Point-per-instance localization data
▬▬▬▬▬▬▬▬▬▬
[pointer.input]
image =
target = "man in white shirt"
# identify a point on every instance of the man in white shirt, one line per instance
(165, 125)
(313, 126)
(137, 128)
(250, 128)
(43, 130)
▬▬▬▬▬▬▬▬▬▬
Retype each record, matching it exactly.

[pointer.input]
image =
target = "man in white shirt"
# identify a point on every instance of the man in white shirt, one line per instance
(165, 125)
(313, 126)
(137, 128)
(250, 128)
(43, 130)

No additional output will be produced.